● **STATED GOAL**
Show each line of the records below that contains the string "beige", treating uppercase and lowercase as different.

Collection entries

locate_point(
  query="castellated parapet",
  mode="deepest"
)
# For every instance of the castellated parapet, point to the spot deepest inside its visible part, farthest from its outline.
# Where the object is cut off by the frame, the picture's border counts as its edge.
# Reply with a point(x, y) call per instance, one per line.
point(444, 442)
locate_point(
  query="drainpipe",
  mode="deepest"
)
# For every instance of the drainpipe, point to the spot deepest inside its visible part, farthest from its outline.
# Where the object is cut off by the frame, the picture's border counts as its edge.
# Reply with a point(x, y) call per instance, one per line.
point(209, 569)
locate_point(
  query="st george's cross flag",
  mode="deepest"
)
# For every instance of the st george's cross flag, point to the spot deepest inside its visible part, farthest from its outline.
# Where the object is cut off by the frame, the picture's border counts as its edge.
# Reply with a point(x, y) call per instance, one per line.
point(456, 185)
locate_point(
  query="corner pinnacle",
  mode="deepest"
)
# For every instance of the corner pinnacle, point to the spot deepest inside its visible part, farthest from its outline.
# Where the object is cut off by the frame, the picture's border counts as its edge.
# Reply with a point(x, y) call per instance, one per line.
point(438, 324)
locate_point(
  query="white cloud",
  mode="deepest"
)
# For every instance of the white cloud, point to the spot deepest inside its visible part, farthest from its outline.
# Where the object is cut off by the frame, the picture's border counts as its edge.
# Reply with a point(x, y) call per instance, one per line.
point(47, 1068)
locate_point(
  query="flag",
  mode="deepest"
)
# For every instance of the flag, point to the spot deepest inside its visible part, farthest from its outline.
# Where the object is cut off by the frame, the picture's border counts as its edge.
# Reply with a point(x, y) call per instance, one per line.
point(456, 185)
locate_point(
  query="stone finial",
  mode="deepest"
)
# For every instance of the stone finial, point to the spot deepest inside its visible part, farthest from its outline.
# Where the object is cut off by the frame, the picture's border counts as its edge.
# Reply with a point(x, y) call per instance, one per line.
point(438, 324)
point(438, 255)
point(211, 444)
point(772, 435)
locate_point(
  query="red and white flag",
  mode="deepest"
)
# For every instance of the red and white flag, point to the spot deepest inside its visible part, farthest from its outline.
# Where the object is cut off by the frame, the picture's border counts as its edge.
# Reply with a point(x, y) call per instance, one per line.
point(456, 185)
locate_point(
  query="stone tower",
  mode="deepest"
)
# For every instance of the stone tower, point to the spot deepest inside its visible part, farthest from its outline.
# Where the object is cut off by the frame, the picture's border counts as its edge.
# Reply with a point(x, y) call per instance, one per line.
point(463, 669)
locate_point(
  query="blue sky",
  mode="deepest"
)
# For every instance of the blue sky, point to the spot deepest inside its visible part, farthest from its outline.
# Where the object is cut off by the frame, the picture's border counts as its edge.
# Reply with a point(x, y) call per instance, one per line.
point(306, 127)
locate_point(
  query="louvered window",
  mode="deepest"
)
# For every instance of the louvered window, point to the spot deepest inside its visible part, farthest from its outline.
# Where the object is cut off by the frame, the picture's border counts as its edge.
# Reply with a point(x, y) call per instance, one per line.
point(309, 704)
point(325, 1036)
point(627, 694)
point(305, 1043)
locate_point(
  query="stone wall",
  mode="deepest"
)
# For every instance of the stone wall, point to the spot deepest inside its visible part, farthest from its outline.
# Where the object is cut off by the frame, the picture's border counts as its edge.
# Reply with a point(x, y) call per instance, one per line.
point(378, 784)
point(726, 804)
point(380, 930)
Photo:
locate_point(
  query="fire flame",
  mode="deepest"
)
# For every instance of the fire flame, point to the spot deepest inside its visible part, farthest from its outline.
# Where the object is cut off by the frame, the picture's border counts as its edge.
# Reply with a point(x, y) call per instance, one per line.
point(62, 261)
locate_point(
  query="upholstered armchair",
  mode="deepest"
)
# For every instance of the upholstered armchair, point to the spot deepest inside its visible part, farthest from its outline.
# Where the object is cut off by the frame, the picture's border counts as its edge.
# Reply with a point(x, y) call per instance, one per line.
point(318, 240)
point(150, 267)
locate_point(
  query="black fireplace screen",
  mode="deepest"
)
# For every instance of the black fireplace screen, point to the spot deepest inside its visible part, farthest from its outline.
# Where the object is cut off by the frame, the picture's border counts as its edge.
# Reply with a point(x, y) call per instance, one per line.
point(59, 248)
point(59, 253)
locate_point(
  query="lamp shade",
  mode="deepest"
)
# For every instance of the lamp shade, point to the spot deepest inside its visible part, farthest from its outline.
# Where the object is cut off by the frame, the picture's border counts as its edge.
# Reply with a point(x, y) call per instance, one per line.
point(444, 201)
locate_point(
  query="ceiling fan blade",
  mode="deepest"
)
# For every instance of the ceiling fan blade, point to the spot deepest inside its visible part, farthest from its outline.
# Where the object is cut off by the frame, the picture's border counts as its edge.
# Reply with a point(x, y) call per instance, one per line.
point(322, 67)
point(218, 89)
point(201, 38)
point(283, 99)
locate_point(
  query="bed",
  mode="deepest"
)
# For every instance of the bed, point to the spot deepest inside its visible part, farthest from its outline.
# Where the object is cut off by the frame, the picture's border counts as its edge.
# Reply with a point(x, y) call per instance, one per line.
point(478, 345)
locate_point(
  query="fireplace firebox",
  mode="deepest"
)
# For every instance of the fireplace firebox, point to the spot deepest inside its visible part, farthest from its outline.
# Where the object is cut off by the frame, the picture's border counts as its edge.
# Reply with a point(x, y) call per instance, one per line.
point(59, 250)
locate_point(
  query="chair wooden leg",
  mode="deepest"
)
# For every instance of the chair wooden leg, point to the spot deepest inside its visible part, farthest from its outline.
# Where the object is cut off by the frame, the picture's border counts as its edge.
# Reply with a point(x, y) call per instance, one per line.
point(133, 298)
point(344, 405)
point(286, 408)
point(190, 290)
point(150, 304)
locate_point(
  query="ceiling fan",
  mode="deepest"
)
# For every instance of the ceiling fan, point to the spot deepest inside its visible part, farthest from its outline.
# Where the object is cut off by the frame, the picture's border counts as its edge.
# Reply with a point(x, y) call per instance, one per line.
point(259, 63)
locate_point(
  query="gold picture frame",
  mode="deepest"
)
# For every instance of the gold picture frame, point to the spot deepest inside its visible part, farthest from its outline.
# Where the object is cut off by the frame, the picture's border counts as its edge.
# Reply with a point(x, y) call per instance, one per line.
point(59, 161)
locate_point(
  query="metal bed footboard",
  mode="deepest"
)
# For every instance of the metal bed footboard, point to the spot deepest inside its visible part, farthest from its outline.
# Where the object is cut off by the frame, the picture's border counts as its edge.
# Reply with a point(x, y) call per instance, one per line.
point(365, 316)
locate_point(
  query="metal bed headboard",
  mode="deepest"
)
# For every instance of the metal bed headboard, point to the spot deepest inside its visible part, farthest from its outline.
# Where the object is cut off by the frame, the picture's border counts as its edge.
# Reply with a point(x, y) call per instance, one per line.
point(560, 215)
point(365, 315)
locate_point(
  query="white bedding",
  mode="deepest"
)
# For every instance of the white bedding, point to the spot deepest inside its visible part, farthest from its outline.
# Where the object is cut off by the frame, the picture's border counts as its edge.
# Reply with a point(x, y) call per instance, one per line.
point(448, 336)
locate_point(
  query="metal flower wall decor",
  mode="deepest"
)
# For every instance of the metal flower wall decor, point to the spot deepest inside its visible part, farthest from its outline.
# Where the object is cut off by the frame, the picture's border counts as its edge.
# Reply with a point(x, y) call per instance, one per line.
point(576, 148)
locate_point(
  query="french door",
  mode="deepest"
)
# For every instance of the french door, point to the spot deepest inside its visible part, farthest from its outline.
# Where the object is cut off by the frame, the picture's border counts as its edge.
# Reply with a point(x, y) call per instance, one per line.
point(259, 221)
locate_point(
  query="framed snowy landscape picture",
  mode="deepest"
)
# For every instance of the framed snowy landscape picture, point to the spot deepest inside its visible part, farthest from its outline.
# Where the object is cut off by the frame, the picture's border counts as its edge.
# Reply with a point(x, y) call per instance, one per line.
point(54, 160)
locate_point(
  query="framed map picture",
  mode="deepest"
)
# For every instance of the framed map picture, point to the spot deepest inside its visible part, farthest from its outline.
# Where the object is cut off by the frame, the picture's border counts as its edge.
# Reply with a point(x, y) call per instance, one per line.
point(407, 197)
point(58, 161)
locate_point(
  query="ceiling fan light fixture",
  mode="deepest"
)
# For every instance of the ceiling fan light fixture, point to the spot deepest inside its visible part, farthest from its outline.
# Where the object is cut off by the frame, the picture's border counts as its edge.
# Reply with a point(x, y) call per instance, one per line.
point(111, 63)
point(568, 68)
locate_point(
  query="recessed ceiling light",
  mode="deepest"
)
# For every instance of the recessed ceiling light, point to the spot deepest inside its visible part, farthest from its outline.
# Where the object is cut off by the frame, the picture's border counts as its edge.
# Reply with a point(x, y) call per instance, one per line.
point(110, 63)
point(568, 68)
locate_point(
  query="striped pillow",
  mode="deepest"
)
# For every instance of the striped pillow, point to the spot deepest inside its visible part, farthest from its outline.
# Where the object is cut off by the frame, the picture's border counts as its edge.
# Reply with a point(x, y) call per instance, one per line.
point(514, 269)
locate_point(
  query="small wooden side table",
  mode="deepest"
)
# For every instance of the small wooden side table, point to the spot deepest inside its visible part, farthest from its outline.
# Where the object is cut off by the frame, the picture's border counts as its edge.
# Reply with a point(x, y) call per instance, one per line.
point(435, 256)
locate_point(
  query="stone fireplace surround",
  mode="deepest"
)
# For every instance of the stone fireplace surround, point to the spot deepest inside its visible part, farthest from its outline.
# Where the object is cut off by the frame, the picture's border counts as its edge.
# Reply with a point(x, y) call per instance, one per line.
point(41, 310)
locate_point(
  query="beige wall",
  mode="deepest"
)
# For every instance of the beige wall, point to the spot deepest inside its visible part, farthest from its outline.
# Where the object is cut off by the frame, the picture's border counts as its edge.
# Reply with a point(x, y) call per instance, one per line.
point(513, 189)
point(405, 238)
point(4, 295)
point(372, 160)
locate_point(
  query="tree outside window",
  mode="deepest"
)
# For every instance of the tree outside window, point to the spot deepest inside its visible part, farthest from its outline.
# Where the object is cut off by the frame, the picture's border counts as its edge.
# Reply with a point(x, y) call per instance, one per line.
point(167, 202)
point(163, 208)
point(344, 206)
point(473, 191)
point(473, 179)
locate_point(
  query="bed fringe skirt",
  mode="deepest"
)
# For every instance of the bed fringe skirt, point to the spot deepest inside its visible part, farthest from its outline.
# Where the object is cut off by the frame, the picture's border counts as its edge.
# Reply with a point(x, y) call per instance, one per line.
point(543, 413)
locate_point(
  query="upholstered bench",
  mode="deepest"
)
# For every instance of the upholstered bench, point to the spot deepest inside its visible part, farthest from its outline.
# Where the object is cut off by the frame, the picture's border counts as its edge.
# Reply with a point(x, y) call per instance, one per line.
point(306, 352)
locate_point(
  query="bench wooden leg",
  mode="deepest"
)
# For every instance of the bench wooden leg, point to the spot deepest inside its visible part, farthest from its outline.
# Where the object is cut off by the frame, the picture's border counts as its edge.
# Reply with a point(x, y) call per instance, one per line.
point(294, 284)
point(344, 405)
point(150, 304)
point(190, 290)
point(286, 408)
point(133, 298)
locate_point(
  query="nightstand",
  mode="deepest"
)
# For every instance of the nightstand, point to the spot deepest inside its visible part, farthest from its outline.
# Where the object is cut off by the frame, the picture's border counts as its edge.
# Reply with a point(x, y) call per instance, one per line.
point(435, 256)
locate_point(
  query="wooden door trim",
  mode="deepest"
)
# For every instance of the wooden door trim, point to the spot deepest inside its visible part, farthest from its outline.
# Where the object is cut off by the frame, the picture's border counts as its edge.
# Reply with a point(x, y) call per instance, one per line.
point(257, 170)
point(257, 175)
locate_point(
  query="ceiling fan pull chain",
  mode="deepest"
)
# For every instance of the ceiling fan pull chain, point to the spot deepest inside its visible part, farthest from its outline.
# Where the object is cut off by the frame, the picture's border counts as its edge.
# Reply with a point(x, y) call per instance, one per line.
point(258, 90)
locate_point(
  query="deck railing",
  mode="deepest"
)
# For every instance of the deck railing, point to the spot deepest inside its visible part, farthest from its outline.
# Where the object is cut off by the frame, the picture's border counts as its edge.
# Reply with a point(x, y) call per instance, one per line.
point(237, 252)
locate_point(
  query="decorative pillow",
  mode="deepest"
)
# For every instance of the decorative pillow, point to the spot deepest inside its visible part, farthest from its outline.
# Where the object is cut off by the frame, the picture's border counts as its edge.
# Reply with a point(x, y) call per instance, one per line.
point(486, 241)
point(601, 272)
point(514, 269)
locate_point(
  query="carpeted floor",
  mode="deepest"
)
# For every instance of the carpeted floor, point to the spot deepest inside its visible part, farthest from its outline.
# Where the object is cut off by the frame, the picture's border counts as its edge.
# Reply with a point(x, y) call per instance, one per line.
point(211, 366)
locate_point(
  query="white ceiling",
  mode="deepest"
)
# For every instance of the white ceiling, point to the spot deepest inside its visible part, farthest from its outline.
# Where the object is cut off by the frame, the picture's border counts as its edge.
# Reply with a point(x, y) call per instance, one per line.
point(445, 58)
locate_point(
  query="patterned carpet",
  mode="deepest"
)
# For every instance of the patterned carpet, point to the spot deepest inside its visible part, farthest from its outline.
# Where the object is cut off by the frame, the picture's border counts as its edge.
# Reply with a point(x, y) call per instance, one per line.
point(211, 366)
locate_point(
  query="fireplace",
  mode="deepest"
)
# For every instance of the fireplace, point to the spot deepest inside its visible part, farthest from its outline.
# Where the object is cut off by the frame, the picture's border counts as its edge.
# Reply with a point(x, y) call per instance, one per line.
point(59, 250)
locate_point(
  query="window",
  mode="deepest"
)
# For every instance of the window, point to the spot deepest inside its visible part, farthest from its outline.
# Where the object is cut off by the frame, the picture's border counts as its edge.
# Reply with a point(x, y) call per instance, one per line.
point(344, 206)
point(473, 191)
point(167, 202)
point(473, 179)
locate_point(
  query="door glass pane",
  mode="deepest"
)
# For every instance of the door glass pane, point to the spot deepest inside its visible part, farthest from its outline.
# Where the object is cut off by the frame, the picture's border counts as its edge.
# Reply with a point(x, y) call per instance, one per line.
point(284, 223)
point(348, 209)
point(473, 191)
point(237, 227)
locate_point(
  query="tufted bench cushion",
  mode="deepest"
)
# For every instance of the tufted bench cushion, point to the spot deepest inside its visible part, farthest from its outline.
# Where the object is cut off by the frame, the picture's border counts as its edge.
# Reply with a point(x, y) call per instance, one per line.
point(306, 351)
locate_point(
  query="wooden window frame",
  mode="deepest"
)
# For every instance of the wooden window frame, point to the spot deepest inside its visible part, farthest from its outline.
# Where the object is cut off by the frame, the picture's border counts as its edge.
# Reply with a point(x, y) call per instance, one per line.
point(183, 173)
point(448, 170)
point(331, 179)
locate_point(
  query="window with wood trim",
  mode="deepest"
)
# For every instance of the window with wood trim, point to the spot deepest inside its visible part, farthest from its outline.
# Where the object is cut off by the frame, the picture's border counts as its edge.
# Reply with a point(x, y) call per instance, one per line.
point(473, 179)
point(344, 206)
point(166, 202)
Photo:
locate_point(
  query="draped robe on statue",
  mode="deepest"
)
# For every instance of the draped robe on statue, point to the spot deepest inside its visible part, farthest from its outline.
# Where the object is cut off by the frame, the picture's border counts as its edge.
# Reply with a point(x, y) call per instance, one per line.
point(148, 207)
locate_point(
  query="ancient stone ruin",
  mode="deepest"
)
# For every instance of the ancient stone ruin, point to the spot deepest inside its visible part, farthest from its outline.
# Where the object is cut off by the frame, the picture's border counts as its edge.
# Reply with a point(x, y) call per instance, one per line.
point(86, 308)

● **ANSWER TO THIS TASK**
  query="beige wall",
# For every instance of the beige wall, point to the spot deepest inside its visible part, farthest from its outline.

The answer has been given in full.